_WHAT YOU WILL DO_: Repeat every record below exactly, but leave out any pictures.

_DATASET EXCERPTS_:
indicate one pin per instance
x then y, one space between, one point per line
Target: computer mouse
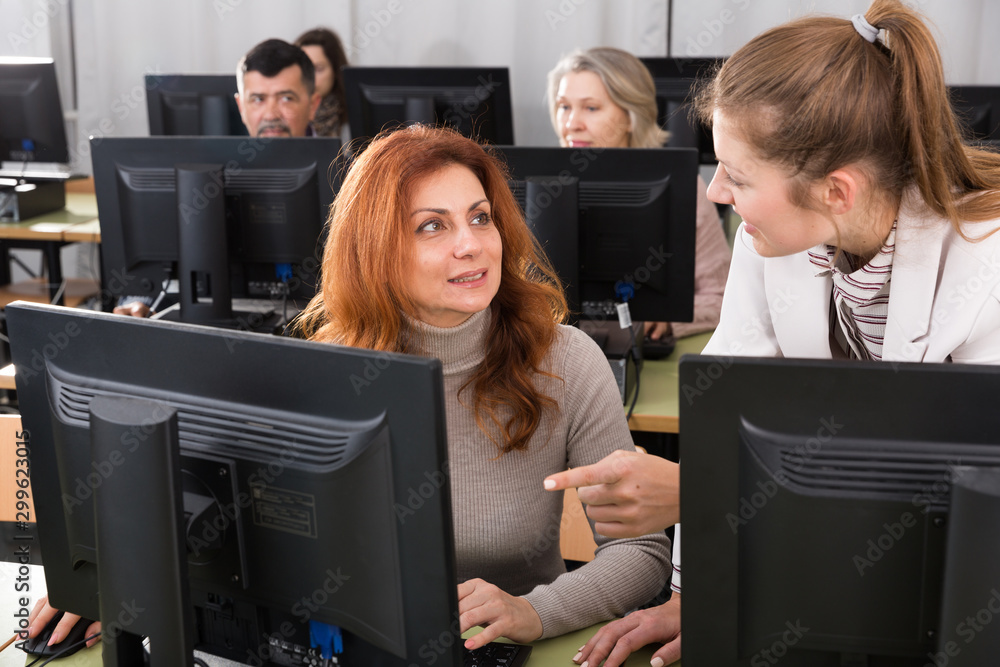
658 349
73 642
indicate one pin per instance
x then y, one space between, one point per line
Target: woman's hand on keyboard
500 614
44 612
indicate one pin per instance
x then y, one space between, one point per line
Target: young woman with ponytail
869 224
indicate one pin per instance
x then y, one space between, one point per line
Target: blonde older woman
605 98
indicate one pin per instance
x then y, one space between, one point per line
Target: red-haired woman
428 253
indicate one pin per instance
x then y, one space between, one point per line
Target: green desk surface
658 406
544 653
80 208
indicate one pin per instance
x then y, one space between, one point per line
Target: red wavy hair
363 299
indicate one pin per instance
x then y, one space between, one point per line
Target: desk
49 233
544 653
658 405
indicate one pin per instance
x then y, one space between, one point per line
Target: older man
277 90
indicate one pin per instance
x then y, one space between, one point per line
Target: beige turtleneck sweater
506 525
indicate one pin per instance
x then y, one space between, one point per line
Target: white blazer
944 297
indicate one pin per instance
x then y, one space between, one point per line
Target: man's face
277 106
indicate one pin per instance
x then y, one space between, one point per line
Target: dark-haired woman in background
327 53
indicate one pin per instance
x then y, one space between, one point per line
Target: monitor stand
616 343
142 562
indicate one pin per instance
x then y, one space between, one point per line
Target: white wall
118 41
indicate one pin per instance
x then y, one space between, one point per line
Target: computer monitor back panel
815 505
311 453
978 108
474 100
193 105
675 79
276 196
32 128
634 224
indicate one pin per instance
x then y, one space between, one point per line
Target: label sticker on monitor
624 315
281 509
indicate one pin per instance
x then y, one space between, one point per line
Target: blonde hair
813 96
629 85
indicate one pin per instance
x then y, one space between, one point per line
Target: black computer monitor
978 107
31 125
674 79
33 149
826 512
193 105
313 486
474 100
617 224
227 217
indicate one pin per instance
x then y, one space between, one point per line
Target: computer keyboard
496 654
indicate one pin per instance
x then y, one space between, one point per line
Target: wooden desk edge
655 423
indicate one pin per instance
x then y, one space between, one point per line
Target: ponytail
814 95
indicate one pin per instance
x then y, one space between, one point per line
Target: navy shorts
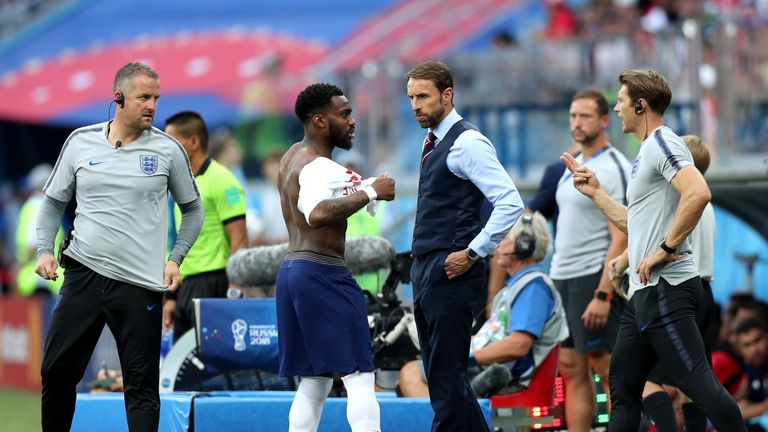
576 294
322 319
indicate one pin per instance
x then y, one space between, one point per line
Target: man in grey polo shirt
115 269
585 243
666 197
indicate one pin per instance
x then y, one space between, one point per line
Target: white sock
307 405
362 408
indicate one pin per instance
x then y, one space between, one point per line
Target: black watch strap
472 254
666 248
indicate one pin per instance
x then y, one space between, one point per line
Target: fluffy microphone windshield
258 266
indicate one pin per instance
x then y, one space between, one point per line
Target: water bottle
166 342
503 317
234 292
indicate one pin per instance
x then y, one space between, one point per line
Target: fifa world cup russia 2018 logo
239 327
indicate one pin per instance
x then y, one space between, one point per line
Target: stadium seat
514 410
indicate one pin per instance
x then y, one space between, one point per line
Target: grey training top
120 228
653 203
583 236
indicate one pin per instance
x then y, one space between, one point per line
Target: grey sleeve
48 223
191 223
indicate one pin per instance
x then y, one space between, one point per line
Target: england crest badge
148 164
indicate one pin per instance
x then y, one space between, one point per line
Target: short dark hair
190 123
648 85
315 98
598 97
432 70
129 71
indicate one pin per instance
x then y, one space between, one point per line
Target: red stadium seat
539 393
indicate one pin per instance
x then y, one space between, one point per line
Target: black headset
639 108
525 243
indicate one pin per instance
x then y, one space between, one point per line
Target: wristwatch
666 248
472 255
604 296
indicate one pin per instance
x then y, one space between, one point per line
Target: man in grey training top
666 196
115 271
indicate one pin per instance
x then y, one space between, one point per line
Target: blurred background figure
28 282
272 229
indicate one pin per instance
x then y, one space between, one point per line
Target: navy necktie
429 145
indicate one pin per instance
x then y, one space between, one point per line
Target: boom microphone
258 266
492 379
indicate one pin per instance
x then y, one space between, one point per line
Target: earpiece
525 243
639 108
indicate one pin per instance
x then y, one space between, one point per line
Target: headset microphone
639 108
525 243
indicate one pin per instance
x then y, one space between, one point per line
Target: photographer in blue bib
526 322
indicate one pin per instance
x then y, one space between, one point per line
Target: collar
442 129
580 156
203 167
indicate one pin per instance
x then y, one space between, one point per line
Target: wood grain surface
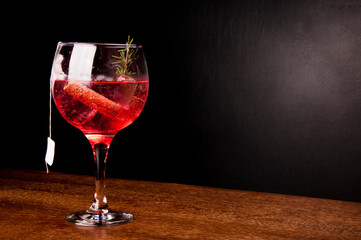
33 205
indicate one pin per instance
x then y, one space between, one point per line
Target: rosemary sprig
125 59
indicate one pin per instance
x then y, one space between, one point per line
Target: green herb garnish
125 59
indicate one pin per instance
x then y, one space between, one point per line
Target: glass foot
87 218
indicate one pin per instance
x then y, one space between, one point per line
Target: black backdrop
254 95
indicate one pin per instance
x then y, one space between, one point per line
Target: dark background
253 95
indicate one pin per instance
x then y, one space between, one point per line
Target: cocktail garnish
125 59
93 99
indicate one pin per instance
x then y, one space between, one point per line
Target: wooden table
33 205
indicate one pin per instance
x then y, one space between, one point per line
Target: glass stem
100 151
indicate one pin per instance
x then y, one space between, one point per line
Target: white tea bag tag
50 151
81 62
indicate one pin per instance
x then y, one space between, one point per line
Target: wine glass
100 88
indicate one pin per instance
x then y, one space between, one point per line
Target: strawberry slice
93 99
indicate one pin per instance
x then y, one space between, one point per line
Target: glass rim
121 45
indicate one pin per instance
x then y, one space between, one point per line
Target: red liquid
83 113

_SOLVED EXERCISE_:
indicate one pin per instance
x then y, one space between, one point per line
Target: computer mouse
658 349
73 642
indicate one pin per instance
x then y, one space between, one point per line
Target: woman's hand on keyboard
500 614
44 612
indicate one pin per instance
x then y, one space between, one point per line
Target: young woman with ponytail
869 224
indicate one pin per instance
x then y, one space between, one point per line
Target: blonde older woman
605 98
indicate one pin per instance
x then y, one space between, one point per line
Target: red-haired woman
428 253
indicate one pin per instance
x then y, one space between, one point per line
Target: green desk surface
658 406
544 653
80 208
indicate one pin per instance
x then y, one space between, one point per line
Target: red wavy hair
363 299
indicate one pin per instance
x then y, one space between, one point per line
Target: desk
49 233
544 653
658 405
indicate one pin per instance
x then y, one space between, one point per line
Target: older man
277 90
indicate one pin per instance
x then y, one space between, one point per line
Target: beige turtleneck sweater
506 525
indicate one pin per instance
x then y, one space between, one point per line
Target: white blazer
944 297
indicate one pin per instance
x then y, one space between, one point per line
Target: man's face
277 106
indicate one pin per instance
x then y, one space between, one point per line
Target: dark-haired woman in background
327 53
indicate one pin per instance
x then y, one space between, one point per line
Target: monitor stand
616 343
142 562
indicate one pin per instance
x then y, one space between, one point per line
Target: white wall
118 41
indicate one pin per instance
x then y, one space between, one point per line
Target: computer monitor back panel
815 505
311 453
978 108
474 100
193 105
675 79
276 196
32 128
634 224
indicate one pin per instance
x then y, one space between, one point per line
Target: label sticker on monitor
624 315
281 509
indicate one pin per instance
x then y, one space between, one point per line
Target: blonde hair
813 96
629 85
indicate one pin per instance
x then y, one space between, one point per line
Target: black computer monitor
978 107
31 125
674 79
33 149
826 512
193 105
313 486
474 100
617 224
227 217
indicate one pin per instance
x then y, one space between, one point per line
Target: computer keyboard
496 654
indicate one pin per instance
x then y, one space between, one point per line
Target: wooden desk edge
655 423
indicate one pin per instance
x then y, one space between, one point per line
Target: ponytail
814 95
indicate one pin per instance
x then y, one space between, one point per line
Target: navy shorts
576 294
322 319
indicate one pin per instance
x then y, one space between, one point per line
Target: man in grey polo shirt
115 269
585 243
666 197
indicate one pin per instance
x then y, one space between, one point per line
Target: white sock
307 405
362 408
indicate one pin per instance
x then y, one space between, one point per line
Target: black watch strap
472 254
666 248
indicate one pin per instance
x then y, one space between, one point per line
Target: fluffy microphone windshield
258 266
indicate one pin per instance
x then y, one space between, one point per line
Target: water bottle
166 342
503 317
234 292
indicate one pin per instance
x then y, one space between, one point per line
Target: fifa world cup russia 2018 logo
239 327
indicate one pin per instance
x then y, one space between, one point per line
Target: stadium seat
514 410
indicate one pin per instance
x then y, one space between, one point per line
Target: grey training top
120 228
653 203
583 236
indicate one pin per instance
x then y, one space between, one point per line
Target: grey sleeve
48 223
191 223
indicate one pin per instance
x then y, one space between, one point per line
Target: england crest badge
148 164
indicate one pin per instance
x then y, one space between, one point per line
Target: short dark hair
190 123
648 85
315 98
598 97
432 70
129 71
indicate one pin per instance
x then y, one space between, one point per line
Target: red stadium seat
539 393
indicate one pin per instance
x then y, one space between, one point per line
Target: black headset
639 108
525 243
indicate one pin per instance
x then y, one space between, one point per line
Target: wristwatch
666 248
472 255
604 296
indicate one pin per instance
x then y, one space between, one point per line
Target: man in grey training top
666 196
115 271
indicate one pin per instance
x then y, one space between, one point per line
Target: blurred background figure
28 282
272 229
indicate one pin per instance
x then y, one space between, one point per line
Target: navy necktie
429 145
indicate one pin per instance
x then y, one space between, one point per line
Target: boom microphone
258 266
492 379
indicate one pin per instance
x then y, one space between, one point per line
Target: earpiece
525 243
639 108
indicate one pin per instance
x then y, one space between, one point per line
Target: headset microphone
639 108
525 243
indicate one pin per instance
x then y, one space between, one point per line
Target: photographer in blue bib
526 322
indicate one pin per instance
x then y, one space between, one point per line
Target: collar
442 129
580 156
203 167
indicate one pin per instance
x then y, one space between, one point per line
Target: wood grain surface
33 205
indicate one pin per instance
x then y, one space between, one point per line
Target: rosemary sprig
125 59
indicate one pin per instance
x then y, one space between, one point per line
Target: green herb garnish
125 59
indicate one pin per instance
x then y, one space between, one point per line
Target: glass foot
87 218
indicate one pin per instance
x then y, one space between, one point per line
Target: black backdrop
254 95
indicate one pin per instance
x then y, one space between, one point per line
Target: dark background
253 95
indicate one pin per instance
x then y, one space between, one point per line
Target: cocktail garnish
125 59
93 99
indicate one pin per instance
x then y, one space between, one point per line
Target: wooden table
33 205
indicate one pin per instance
x then y, one space between, one point per line
Target: glass stem
100 151
indicate one pin per instance
x then y, one space between, one point per line
Target: white tea bag tag
50 151
81 62
indicate one pin per instance
x then y, one space between, one point per line
Target: wine glass
100 88
indicate one pin per instance
x then y, one space between, one point per line
Target: strawberry slice
93 99
indicate one pin per instance
x then y, one space between, one point per line
Target: glass rim
121 45
indicate one pin per instance
x then y, one space between, one point per line
Target: red liquid
83 113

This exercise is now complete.